### [SELECTED PASSAGE]
## Interest Rate Implicit in the Lease
### What It Is
The Interest Rate Implicit in the Lease (IRIL) is the discount rate that makes the present value of all lease cash flows equal to the fair value of the leased asset at the inception of the lease.
Cash flows to be discounted:
- Annual Lease Rentals (LR) at end of each year
- Guaranteed Residual Value (GRV) — receivable/payable at end of lease
- Unguaranteed Residual Value (UGRV) — also included
> Key Rule (AS 19): PV (LR + GRV + UGRV) = Fair Value of Asset
---
### Step-by-Step Method: Trial & Error + Interpolation
Step 1 – Identify cash flows
- Years 1 to (n−1): Lease Rental only
- Year n (last year): Lease Rental + GRV + UGRV
Step 2 – Assume a lower discount rate (r₁)

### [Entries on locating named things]
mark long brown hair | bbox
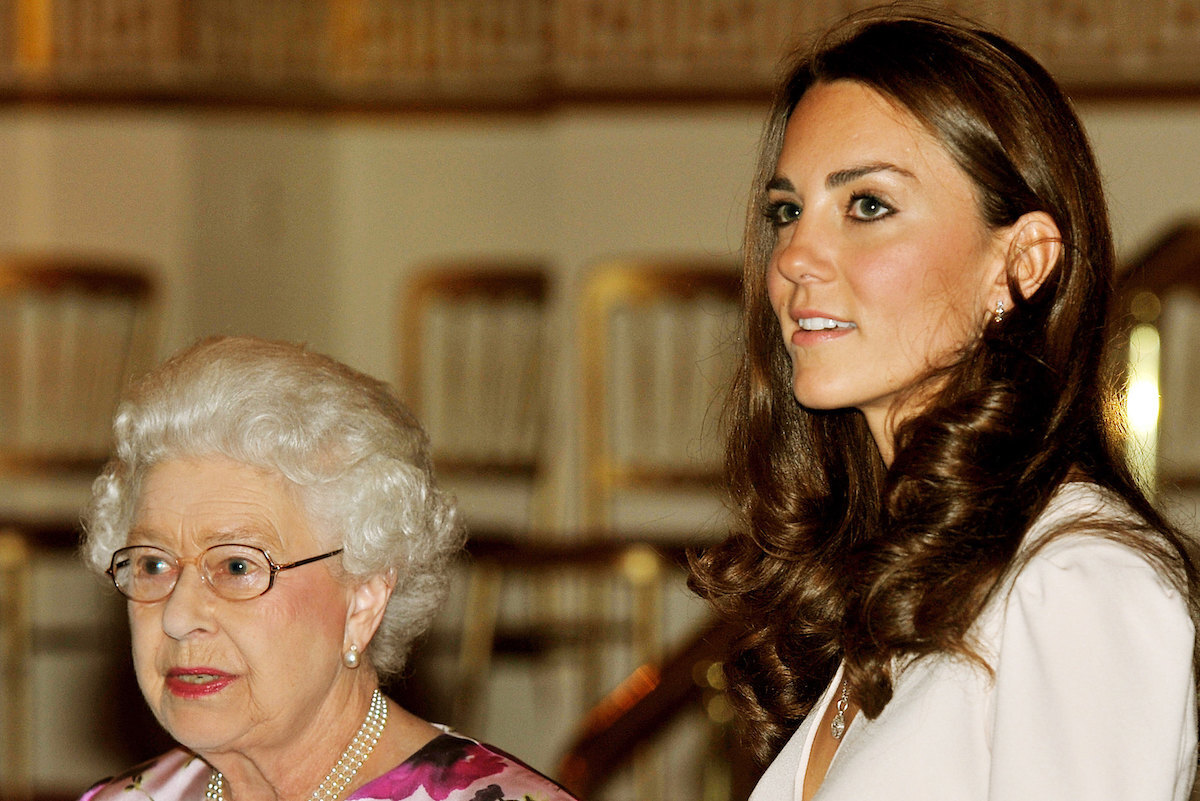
[691,7,1195,758]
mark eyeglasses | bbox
[104,544,342,603]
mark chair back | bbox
[0,257,155,475]
[581,259,742,530]
[401,263,548,477]
[1116,221,1200,531]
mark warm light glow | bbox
[1126,325,1160,493]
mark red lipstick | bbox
[166,668,236,698]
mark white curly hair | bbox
[83,337,464,679]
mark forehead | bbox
[130,457,313,553]
[779,80,970,185]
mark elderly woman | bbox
[83,338,570,801]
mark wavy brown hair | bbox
[691,7,1196,759]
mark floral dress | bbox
[79,733,576,801]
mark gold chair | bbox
[400,260,550,728]
[1117,221,1200,520]
[0,255,155,797]
[580,259,742,800]
[581,260,740,538]
[400,261,550,518]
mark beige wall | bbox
[0,100,1200,375]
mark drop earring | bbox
[342,645,359,670]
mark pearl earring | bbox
[342,645,359,670]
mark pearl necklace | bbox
[204,689,388,801]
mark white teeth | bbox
[796,317,854,331]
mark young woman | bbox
[694,8,1196,801]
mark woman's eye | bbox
[224,559,253,576]
[850,194,892,219]
[138,556,170,576]
[763,200,800,228]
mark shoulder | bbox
[352,734,574,801]
[1013,483,1171,591]
[1006,483,1193,640]
[79,748,212,801]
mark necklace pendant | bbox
[829,712,846,740]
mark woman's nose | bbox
[774,215,834,283]
[162,565,216,639]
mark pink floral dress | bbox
[79,734,576,801]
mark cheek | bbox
[128,603,163,689]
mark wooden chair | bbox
[580,258,740,799]
[400,260,551,730]
[0,255,155,797]
[581,260,742,537]
[400,261,550,526]
[1116,221,1200,520]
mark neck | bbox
[202,681,374,801]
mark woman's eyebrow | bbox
[826,162,917,189]
[767,162,920,192]
[767,175,796,192]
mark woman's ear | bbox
[344,570,396,650]
[996,211,1062,308]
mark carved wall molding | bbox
[0,0,1200,108]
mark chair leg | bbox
[0,531,32,801]
[454,565,500,731]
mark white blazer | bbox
[750,483,1196,801]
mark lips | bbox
[796,317,858,331]
[166,667,236,698]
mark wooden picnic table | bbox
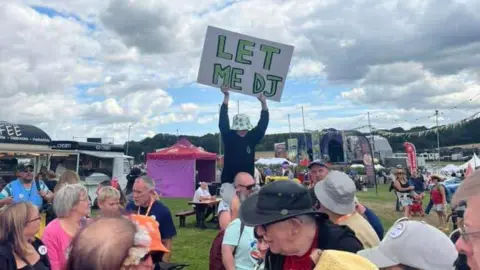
[188,198,222,228]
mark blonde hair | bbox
[0,202,38,257]
[97,186,121,202]
[65,217,137,270]
[54,170,80,193]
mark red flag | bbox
[465,163,473,177]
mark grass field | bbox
[162,185,436,270]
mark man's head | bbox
[452,170,480,270]
[132,175,155,207]
[230,113,253,137]
[97,186,120,213]
[234,172,255,202]
[239,181,316,255]
[308,160,329,183]
[200,182,208,190]
[21,165,34,183]
[315,171,356,218]
[358,218,458,270]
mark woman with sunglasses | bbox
[393,169,415,218]
[0,202,50,270]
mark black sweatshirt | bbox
[218,104,269,183]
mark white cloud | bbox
[0,0,480,142]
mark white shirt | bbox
[193,187,212,202]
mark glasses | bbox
[238,184,256,190]
[459,226,480,242]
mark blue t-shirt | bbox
[409,176,425,193]
[0,179,50,207]
[363,206,384,240]
[126,201,177,239]
[222,218,260,270]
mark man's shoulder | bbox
[317,216,356,243]
[152,200,170,213]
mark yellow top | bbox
[314,250,378,270]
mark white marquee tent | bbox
[458,153,480,170]
[255,158,297,166]
[440,164,459,174]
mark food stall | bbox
[0,121,52,182]
[50,141,133,200]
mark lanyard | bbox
[335,213,353,224]
[137,199,155,216]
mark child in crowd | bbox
[410,196,425,217]
[430,175,449,230]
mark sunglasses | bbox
[27,217,42,224]
[238,184,256,190]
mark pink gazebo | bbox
[147,139,217,198]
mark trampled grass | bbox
[162,185,436,270]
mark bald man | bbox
[218,172,257,230]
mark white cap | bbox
[358,220,458,270]
[315,171,357,215]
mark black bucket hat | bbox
[239,180,316,227]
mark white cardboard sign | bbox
[197,26,293,101]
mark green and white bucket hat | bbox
[231,113,253,130]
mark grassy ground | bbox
[162,185,436,270]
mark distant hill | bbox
[128,118,480,161]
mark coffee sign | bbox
[0,122,51,144]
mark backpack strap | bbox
[233,222,245,257]
[35,179,40,192]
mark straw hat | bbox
[314,250,378,270]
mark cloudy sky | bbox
[0,0,480,143]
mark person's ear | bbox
[289,218,302,235]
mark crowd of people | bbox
[0,87,480,270]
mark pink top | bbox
[42,219,72,270]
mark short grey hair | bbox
[295,215,317,224]
[53,184,88,218]
[135,175,155,190]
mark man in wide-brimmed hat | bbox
[239,178,363,269]
[452,170,480,270]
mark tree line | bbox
[125,118,480,162]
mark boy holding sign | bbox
[219,83,269,225]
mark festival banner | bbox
[197,26,294,101]
[403,142,417,173]
[357,134,377,187]
[273,142,287,158]
[287,139,298,162]
[465,162,473,178]
[312,131,322,160]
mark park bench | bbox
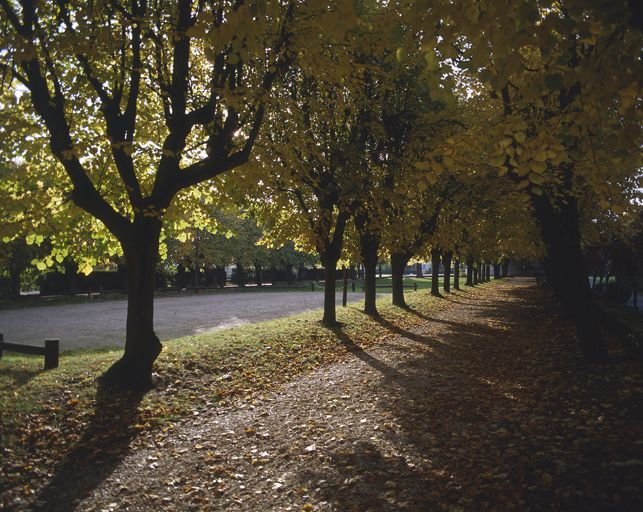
[0,334,60,370]
[362,283,417,292]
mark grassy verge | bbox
[0,291,488,505]
[0,275,444,310]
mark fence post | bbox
[45,340,60,370]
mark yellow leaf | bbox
[514,132,527,144]
[534,150,547,162]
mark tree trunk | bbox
[453,258,460,290]
[532,196,607,363]
[322,255,339,327]
[9,268,21,299]
[359,233,380,315]
[101,218,161,389]
[431,249,442,297]
[466,257,473,286]
[442,251,453,293]
[391,253,409,308]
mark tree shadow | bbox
[407,307,461,327]
[33,384,145,511]
[301,441,439,512]
[372,312,448,345]
[333,327,402,379]
[301,282,640,511]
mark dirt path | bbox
[26,280,643,512]
[0,292,364,351]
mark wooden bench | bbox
[362,283,417,292]
[0,334,60,370]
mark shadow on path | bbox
[301,281,643,511]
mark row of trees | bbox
[0,0,643,386]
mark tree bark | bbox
[101,218,162,389]
[391,253,410,308]
[237,263,246,288]
[453,258,460,290]
[442,251,453,293]
[532,195,607,363]
[9,268,22,299]
[322,256,339,327]
[466,257,474,286]
[431,249,442,297]
[359,233,380,315]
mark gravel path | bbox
[22,280,643,512]
[0,292,363,351]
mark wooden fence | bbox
[0,334,60,370]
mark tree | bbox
[410,0,643,362]
[0,0,358,387]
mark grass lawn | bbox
[0,271,444,309]
[0,280,480,500]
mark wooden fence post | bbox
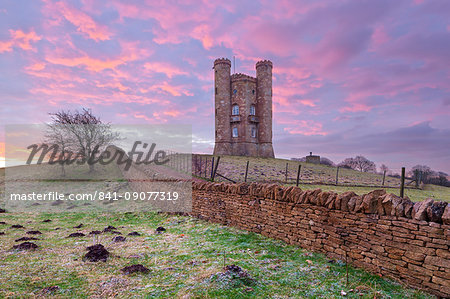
[211,156,220,182]
[244,161,250,183]
[400,167,405,198]
[336,166,339,186]
[297,164,302,187]
[285,163,289,184]
[210,157,214,180]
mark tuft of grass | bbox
[0,213,431,298]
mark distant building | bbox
[214,58,274,158]
[305,152,320,164]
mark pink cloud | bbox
[284,120,328,136]
[54,1,111,41]
[0,29,42,53]
[144,61,188,78]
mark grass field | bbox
[194,155,450,202]
[0,213,431,298]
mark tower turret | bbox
[214,58,231,155]
[256,60,274,158]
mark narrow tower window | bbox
[233,127,238,137]
[252,127,256,138]
[231,105,239,115]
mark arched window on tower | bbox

### [THINGS TO DO]
**A.** According to the lease interest rate section, which cash flows occur in the last year of the lease?
**B.** Reproduce part of the lease interest rate section, beginning at the words "## Interest Rate" and stopping after the words "discount rate (r₁)".

### [RESULTS OF THE EXERCISE]
**A.** The lease rental, the guaranteed residual value, and the unguaranteed residual value.

**B.**
## Interest Rate Implicit in the Lease
### What It Is
The Interest Rate Implicit in the Lease (IRIL) is the discount rate that makes the present value of all lease cash flows equal to the fair value of the leased asset at the inception of the lease.
Cash flows to be discounted:
- Annual Lease Rentals (LR) at end of each year
- Guaranteed Residual Value (GRV) — receivable/payable at end of lease
- Unguaranteed Residual Value (UGRV) — also included
> Key Rule (AS 19): PV (LR + GRV + UGRV) = Fair Value of Asset
---
### Step-by-Step Method: Trial & Error + Interpolation
Step 1 – Identify cash flows
- Years 1 to (n−1): Lease Rental only
- Year n (last year): Lease Rental + GRV + UGRV
Step 2 – Assume a lower discount rate (r₁)